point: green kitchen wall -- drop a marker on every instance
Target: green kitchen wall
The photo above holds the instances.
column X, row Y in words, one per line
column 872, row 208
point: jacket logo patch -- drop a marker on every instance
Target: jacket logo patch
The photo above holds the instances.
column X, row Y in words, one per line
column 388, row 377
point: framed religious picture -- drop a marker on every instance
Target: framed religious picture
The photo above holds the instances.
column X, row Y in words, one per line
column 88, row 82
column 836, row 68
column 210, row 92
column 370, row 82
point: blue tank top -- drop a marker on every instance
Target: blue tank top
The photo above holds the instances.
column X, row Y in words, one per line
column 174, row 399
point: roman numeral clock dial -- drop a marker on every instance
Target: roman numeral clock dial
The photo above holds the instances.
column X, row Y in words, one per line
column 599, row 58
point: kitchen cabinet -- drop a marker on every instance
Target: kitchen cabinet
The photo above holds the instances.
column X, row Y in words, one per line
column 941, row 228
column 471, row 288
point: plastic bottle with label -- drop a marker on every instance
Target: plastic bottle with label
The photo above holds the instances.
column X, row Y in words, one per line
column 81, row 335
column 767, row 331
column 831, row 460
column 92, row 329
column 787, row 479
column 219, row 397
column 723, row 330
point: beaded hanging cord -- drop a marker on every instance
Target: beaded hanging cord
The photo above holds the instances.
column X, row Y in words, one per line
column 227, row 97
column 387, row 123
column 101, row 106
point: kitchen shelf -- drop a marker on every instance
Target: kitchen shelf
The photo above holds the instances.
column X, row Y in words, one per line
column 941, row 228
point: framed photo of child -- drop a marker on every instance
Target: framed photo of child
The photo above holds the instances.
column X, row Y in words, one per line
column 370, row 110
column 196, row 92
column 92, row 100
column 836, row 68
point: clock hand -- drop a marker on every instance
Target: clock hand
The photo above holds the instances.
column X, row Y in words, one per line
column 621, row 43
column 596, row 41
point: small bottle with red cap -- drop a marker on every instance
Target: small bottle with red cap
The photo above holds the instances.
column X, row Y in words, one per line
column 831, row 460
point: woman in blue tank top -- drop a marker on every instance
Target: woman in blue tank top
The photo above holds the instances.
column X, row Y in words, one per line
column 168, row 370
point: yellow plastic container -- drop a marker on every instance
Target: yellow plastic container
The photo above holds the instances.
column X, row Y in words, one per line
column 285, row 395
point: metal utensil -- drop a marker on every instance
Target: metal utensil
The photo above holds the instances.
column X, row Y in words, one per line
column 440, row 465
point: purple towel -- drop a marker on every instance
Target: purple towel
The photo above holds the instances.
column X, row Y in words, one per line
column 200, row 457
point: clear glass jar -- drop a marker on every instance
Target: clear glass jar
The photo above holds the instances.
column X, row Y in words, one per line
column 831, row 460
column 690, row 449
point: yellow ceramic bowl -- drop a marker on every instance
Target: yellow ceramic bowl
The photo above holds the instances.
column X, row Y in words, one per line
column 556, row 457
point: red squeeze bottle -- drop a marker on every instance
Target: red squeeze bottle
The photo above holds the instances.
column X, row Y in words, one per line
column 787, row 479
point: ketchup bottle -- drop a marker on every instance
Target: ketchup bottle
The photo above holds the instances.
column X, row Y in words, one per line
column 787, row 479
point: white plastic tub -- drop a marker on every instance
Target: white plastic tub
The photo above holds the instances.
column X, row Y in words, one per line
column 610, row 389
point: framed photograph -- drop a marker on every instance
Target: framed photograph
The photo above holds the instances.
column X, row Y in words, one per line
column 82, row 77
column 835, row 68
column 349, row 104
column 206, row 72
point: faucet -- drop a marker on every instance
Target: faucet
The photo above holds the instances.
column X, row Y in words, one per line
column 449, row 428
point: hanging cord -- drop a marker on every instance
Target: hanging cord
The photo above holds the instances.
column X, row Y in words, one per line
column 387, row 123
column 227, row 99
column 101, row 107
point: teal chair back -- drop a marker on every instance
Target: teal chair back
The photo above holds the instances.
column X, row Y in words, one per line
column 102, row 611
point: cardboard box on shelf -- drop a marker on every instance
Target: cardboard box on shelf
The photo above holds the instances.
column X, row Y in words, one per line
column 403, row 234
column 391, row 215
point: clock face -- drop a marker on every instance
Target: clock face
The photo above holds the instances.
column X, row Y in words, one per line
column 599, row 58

════════════════

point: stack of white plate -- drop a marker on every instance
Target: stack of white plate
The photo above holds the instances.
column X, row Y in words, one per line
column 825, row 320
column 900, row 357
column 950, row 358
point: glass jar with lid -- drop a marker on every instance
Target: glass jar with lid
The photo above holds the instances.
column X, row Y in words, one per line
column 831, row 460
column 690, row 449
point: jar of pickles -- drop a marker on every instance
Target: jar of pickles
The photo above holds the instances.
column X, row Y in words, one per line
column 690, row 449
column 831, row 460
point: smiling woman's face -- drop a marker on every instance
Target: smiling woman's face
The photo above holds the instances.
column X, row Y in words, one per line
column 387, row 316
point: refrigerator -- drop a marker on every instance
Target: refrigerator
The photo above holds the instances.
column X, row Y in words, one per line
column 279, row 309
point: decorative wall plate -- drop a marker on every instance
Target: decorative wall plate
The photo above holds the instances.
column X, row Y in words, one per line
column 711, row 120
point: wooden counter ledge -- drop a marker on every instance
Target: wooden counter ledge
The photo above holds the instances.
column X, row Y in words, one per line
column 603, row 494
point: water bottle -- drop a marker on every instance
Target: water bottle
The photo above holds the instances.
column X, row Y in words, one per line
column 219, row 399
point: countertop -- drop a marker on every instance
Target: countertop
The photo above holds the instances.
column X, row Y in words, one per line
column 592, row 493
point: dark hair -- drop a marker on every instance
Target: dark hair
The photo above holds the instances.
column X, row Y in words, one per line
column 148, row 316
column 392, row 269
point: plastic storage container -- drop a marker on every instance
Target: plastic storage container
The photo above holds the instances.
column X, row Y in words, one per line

════════════════

• **ASSIGNMENT**
Count the lines in these records that hold the string "storage". Only the number is wanted.

• **WRITTEN ANSWER**
2